>> START Provided entries
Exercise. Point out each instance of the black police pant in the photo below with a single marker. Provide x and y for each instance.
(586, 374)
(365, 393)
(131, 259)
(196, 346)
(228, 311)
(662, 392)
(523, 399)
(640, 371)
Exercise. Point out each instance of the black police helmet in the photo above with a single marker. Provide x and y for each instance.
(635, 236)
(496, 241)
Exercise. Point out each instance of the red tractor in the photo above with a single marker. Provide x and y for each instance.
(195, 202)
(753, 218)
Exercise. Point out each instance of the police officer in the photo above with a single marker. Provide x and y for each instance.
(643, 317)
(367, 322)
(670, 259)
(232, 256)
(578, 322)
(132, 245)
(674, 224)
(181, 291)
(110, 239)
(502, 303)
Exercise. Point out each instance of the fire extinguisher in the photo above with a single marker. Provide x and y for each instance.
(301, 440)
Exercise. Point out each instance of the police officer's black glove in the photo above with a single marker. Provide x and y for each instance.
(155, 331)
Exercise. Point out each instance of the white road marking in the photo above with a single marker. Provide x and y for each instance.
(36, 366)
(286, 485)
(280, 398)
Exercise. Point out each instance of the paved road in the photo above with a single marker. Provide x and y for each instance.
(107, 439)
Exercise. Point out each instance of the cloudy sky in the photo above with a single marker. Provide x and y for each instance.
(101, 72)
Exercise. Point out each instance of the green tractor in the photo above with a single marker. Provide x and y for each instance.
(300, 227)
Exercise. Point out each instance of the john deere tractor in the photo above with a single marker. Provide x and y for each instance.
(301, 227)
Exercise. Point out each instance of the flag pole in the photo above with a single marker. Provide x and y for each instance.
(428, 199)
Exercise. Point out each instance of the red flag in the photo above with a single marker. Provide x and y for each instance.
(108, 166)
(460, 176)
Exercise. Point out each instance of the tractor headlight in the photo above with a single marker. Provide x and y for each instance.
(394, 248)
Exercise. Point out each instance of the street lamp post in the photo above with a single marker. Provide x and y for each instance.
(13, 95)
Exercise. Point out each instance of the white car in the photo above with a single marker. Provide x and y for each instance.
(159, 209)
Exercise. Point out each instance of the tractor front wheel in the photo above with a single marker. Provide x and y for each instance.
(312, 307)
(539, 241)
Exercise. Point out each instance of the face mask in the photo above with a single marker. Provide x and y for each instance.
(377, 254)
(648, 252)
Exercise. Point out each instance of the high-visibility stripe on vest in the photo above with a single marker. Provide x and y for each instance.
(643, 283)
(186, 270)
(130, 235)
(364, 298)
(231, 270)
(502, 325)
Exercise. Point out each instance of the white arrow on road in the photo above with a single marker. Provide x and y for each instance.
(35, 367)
>> END Provided entries
Reproduce every one of the records above word for word, keeping each on its own line and in the same order.

• [Written response]:
Exercise. Point out each instance of the black police pant in the photo below with a single marker. Provide x and y for each instance.
(586, 374)
(365, 393)
(131, 259)
(196, 346)
(228, 311)
(662, 392)
(523, 399)
(640, 371)
Exercise. Point out each instance of the black police helmet in the photo above with a single marker. Provide x and y for each instance.
(635, 236)
(496, 241)
Exercise. Point out each instance of the red tractor in the photo above with a single marker. Provide x and y for each instance.
(195, 202)
(753, 218)
Exercise. Point out each instance of the police officer in the photo above with a single marker. Provide x and y for each instance.
(643, 317)
(367, 322)
(670, 259)
(232, 256)
(578, 322)
(132, 245)
(674, 224)
(181, 291)
(110, 239)
(502, 303)
Exercise. Point out each instance of the fire extinguisher in the photo above with a single marker. Provide x and y for each instance.
(301, 440)
Exercise. Point out each instance of the police officer's black glove in the photo above with a single marker. Provide x and y for each instance.
(155, 331)
Exercise. Point out each instance of the white road marking in the photo above with a single marker. Provide x and y for each instance.
(36, 366)
(286, 485)
(280, 398)
Exercise. Point out each instance of the paved road in the photo above with a single marker. Provide x and y for each instance.
(107, 439)
Exercise. Point out each instance of the cloudy sky in the photo above with a single marker. Provide x and y for each instance.
(101, 72)
Exercise. Point out each instance of the green tractor in the photo above with a single marker. Provide x and y for each instance.
(300, 227)
Exercise. Point out each instance of the john deere tractor in the photo above with a single marker. Provide x and y for each instance.
(301, 227)
Exercise. Point out each instance of the flag pole in the photo above with a single marker. Provide x and y for each instance.
(428, 199)
Exercise. Point out each instance of the red flag in the photo above with a single marker. Provide x and y for each instance.
(108, 166)
(460, 176)
Exercise. Point out each instance of the tractor headlight in the photo above with a single marker. Provide x and y for each instance.
(394, 248)
Exercise. Point out each instance of the street lamp post in the photo above with a single marker. Provide x and y for each instance.
(13, 95)
Exercise. Point out each instance of the white car in the photo above with a single marker. Provide x and y for each instance.
(159, 209)
Exercise. Point out each instance of the tractor front wheel in the photo above with a single marker. Provide x and y for each instance.
(312, 307)
(539, 241)
Exercise. Point out each instance of the face mask in the photo above with a single marker. Provide x and y for each instance.
(377, 254)
(648, 252)
Exercise. Point out each instance of the high-visibility stripe on vest in the photo above with a single marker. Provide x and y for each instance.
(643, 283)
(186, 270)
(130, 235)
(364, 298)
(231, 270)
(502, 325)
Exercise. Point out each instance of the white arrow on road in the photo above with a single marker. Provide x and y for each instance.
(35, 367)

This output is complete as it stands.